• [Prompt]: Exact repetition of the whole listing is what this exercise asks for.

(Beginning of Records for the task)

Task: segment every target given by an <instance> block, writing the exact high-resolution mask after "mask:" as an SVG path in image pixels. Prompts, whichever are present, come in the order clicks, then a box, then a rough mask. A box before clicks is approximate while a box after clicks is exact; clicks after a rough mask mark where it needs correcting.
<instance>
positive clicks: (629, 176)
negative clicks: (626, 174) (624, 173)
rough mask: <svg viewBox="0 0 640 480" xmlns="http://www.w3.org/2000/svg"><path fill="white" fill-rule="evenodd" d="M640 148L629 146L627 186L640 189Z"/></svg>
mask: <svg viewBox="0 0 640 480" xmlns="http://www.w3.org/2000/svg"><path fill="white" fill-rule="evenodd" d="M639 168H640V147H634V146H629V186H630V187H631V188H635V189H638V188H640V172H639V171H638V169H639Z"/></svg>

(End of Records for the task)

• [Result]:
Task: segment every target given by an <instance> block, writing the exact high-resolution mask after "mask:" as an SVG path in image pixels. Prompts, whichever are present, come in the order clicks, then a box, then a rough mask. A box before clicks is approximate while a box after clicks is exact; clicks after a rough mask mark where it needs correcting.
<instance>
positive clicks: (629, 176)
negative clicks: (626, 174) (624, 173)
rough mask: <svg viewBox="0 0 640 480" xmlns="http://www.w3.org/2000/svg"><path fill="white" fill-rule="evenodd" d="M640 148L629 146L627 186L640 189Z"/></svg>
mask: <svg viewBox="0 0 640 480" xmlns="http://www.w3.org/2000/svg"><path fill="white" fill-rule="evenodd" d="M639 168H640V147H634V146H629V186H630V187H631V188H635V189H638V188H640V172H639V171H638V169H639Z"/></svg>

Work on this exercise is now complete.